AIM OF THE EXERCISE - Of the records below, reproduce only the span that opens with the line containing "Where can the paving" and closes with the last line.
───── SUPPLIED INFORMATION ─────
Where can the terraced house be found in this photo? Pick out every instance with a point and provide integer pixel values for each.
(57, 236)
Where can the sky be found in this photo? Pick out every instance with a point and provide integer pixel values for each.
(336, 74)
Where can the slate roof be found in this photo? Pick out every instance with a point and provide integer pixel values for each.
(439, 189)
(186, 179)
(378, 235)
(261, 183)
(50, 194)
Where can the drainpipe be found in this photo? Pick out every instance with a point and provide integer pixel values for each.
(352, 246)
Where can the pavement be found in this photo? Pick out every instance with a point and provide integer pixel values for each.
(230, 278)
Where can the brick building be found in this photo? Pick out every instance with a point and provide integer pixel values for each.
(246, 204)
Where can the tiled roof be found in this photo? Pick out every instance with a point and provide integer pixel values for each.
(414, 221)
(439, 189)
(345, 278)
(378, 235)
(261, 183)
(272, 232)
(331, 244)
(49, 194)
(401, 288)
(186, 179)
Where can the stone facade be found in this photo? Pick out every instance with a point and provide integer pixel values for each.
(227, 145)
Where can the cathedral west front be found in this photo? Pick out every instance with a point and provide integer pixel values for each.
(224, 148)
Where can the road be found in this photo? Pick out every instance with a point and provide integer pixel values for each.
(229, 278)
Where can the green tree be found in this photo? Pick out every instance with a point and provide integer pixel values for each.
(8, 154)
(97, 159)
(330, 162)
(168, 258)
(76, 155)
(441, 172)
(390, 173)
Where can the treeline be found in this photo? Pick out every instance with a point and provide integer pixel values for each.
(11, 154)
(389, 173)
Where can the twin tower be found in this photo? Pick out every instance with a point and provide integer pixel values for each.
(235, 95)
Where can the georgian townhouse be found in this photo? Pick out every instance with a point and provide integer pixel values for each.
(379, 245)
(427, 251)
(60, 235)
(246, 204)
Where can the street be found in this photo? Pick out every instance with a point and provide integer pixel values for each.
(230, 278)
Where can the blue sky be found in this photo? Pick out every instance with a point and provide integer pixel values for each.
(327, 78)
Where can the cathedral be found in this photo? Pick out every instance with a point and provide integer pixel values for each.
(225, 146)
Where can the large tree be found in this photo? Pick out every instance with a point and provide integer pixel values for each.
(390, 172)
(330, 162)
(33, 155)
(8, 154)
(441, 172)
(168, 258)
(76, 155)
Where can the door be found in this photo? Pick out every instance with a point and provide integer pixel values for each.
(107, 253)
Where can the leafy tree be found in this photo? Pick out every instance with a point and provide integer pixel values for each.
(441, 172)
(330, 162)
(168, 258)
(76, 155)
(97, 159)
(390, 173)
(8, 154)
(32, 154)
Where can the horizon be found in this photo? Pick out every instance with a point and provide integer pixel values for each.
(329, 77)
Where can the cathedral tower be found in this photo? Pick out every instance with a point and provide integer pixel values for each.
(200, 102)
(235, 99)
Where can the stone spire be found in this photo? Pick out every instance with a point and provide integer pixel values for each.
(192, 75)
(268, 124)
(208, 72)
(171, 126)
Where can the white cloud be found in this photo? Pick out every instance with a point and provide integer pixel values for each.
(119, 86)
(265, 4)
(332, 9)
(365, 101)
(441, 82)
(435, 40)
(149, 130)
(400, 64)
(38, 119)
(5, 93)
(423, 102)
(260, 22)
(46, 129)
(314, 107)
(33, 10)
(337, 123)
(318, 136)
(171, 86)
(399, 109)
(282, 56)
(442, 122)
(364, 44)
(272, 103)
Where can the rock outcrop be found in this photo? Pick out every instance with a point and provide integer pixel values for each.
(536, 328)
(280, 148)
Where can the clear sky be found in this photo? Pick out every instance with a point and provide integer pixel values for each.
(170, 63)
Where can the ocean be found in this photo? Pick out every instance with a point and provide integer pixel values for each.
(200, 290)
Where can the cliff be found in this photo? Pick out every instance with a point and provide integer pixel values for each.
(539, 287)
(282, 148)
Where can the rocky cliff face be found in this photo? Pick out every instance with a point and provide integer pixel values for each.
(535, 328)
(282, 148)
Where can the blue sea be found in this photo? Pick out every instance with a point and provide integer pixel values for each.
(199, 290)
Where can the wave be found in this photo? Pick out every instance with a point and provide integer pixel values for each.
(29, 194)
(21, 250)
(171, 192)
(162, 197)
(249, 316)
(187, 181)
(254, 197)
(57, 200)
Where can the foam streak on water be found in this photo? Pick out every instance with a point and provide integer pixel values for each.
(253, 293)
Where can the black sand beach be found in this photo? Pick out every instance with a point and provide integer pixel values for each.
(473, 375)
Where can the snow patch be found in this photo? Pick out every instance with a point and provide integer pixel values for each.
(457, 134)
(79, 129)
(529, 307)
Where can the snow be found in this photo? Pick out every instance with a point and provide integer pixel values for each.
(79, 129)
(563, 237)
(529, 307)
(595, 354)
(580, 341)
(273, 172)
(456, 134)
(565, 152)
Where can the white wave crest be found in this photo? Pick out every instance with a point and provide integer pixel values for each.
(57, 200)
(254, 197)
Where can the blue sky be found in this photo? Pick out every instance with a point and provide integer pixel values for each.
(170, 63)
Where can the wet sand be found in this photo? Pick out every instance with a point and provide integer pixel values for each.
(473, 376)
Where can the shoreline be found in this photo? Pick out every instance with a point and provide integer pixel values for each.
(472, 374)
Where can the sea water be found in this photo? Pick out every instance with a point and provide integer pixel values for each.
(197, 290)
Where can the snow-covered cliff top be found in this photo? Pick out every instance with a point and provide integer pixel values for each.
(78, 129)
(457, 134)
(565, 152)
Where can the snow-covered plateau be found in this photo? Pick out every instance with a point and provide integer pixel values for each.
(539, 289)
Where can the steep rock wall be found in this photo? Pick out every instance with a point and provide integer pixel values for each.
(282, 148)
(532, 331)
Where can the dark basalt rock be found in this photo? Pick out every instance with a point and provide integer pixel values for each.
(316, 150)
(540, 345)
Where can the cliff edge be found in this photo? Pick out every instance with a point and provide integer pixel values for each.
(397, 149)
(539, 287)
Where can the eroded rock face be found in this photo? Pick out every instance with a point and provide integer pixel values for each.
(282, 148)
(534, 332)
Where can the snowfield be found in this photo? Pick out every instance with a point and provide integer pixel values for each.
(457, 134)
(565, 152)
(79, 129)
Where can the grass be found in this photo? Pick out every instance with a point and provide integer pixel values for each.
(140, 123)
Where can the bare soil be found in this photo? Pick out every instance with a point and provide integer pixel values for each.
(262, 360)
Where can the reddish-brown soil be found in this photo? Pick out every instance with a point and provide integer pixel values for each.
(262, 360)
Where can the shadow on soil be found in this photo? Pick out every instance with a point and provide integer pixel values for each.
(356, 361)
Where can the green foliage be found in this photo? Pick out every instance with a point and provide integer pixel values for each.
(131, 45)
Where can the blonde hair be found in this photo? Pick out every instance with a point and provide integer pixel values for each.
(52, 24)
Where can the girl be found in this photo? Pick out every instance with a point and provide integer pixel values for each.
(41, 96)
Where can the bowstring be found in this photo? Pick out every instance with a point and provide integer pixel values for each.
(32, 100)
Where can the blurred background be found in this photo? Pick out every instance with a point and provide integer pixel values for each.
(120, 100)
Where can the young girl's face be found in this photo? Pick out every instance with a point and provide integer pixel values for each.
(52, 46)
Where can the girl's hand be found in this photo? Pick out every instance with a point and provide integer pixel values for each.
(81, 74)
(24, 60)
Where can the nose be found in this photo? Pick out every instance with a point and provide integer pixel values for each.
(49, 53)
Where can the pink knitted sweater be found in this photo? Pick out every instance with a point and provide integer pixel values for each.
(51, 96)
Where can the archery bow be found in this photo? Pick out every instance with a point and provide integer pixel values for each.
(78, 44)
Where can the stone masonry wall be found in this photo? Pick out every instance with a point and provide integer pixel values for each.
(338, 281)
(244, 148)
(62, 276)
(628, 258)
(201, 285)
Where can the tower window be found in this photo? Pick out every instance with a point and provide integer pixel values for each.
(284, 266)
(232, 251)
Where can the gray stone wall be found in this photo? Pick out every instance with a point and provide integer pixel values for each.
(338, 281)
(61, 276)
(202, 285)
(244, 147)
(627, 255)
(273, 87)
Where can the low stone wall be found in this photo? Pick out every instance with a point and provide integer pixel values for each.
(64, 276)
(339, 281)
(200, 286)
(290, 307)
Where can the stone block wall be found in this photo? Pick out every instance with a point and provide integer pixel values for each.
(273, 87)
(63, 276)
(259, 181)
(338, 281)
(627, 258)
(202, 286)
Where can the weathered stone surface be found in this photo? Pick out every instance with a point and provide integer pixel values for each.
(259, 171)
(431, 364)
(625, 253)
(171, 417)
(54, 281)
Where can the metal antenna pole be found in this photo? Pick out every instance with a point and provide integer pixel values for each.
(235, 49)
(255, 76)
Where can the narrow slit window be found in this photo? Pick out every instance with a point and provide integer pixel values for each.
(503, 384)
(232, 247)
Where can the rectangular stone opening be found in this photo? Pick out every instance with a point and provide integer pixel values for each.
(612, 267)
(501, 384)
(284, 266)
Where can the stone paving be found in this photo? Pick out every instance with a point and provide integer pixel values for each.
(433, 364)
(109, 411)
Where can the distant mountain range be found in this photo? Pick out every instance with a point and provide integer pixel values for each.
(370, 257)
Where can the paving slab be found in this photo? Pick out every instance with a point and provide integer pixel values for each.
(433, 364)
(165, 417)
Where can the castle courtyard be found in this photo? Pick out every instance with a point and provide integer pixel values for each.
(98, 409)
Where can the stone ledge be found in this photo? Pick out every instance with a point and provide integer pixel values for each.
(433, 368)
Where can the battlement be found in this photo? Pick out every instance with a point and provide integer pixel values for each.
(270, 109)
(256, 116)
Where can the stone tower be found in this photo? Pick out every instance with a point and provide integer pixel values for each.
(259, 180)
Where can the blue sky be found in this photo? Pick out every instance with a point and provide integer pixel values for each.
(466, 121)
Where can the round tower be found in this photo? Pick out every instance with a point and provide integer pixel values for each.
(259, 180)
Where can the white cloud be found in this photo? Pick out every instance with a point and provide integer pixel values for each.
─────
ANSWER TO THE EXERCISE -
Where can the paving slab be found in this photo? Pick out every instance with a point and provide integer pixel values for each.
(433, 364)
(165, 417)
Where can the castle courtyard be found in this photo? Pick out every instance with a point and provide integer pixel values for each.
(98, 409)
Where can the stone ledge be found in this photo? Pick out every instance with a point and provide integer pixel values for each.
(433, 368)
Where can the battlement be found in this photo? Pick out every instance with a point and provide integer pixel values for each.
(270, 109)
(256, 116)
Where can the stone tower be found in this photo? Pick out every instance with a point and provide integer pixel values for each.
(259, 180)
Where can the blue sky be found in this photo? Pick out every instance with a point and provide integer pixel values for each.
(466, 121)
Where can the round tower be found in this photo? Pick out every instance with a point and provide integer pixel values for each.
(259, 180)
Where can the white cloud be found in this photo? Pick out every instance with a point and provide integer pixel values for each.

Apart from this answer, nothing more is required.